**YOUR GOAL**
Could you continue the article about the U.S. fast-food workers' strike, picking up right after its final sentence?

**DOCUMENT SEGMENT**
==========
U.S. Fast-Food Workers on Strike, As Washington Town Passes Living Wage

Just in time for holiday road travel, fast-food workers across the United States are striking in an effort to raise the minimum wage raise from $7.25 to $15. The strikes are expected to last for 24 hours, and started as walkouts in Raleigh, Chicago, New York, Washington, D.C., and Pittsburgh. Organizers are hoping the strikes spread to 100 cities across the nation.

The strikes come as President Obama said Wednesday that he'll back a Senate proposal to raise the minimum wage to $10.10. (Obama had previously said in statement in February that it needed to be at least $9.) Even though $10.10 isn't quite what the strikers might have hoped for, pretty much any increase would be better than the $15,000 a full-time minimum wage-paid worker lives on per year.

Fast-food workers have been staging large walkouts since August — to little success. This, despite the fact that McDonald's told its workers to go on food stamps and Medicaid, and even informed employees that cutting their food into many pieces will help them feel fuller.

Yum! brand's CEO David Novak (think Taco Bell, Pizza Hut and KFC) earned $11.3 million last year. That's $25k an hour. Meanwhile, his Brooklyn employees make $7.70. His 380,000 employees across the nation claim $650 million in Medicaid and welfare each year.
==========
**THE DATA**
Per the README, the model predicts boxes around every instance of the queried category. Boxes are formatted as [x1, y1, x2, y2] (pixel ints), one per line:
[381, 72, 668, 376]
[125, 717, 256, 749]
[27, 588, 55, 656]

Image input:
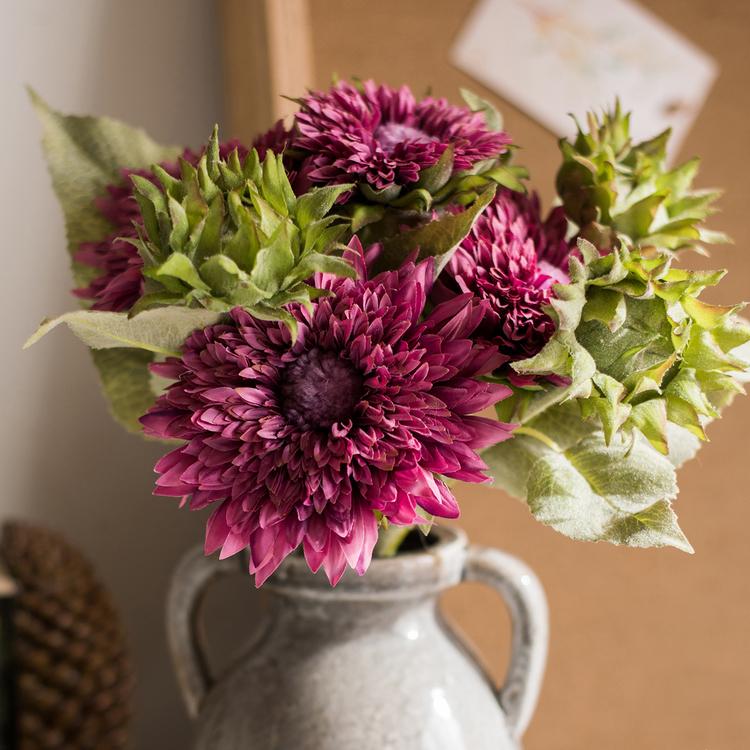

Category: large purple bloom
[73, 141, 247, 312]
[433, 190, 570, 372]
[258, 81, 510, 197]
[141, 239, 511, 585]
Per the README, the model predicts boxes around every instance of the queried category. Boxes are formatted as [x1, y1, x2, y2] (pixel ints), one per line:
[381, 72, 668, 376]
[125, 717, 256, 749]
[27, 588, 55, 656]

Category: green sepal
[372, 186, 495, 276]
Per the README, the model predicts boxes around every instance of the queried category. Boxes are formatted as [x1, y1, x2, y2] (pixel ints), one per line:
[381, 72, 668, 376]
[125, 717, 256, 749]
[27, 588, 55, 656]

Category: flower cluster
[256, 81, 510, 197]
[30, 81, 750, 585]
[142, 244, 510, 584]
[433, 190, 570, 370]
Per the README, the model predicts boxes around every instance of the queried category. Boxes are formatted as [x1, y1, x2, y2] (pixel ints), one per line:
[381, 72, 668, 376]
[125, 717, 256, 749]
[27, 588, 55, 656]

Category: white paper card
[453, 0, 718, 155]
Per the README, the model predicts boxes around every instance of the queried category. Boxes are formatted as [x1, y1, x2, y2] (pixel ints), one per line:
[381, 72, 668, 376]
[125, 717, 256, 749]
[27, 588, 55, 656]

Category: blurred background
[0, 0, 750, 750]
==========
**OUTPUT**
The big problem with these kinds of pay gaps is that they literally don't help anyone: A CEO can only spend so much, while the workers flipping burgers can't even afford the food they prepare. In the meantime, the CEO's paycheck just sits in the bank collecting interest.

On the bright side, SeaTac, a little town in Washington, just passed the nation's highest minimum-wage law. Workers there will now earn the $15 an hour fast food strikers are demanding. It's America's first "living wage" — a practice widespread in Britain that goes a bit further than a minimum wage. While the minimum wage is legally enforceable, the living wage is the amount an individual needs to genuinely cover the basic costs of life without struggle (but with much careful budgeting).

With a Senate vote on the minimum wage bill expected for by the end of the month, maybe fast food employees will have something to celebrate this holiday season after all.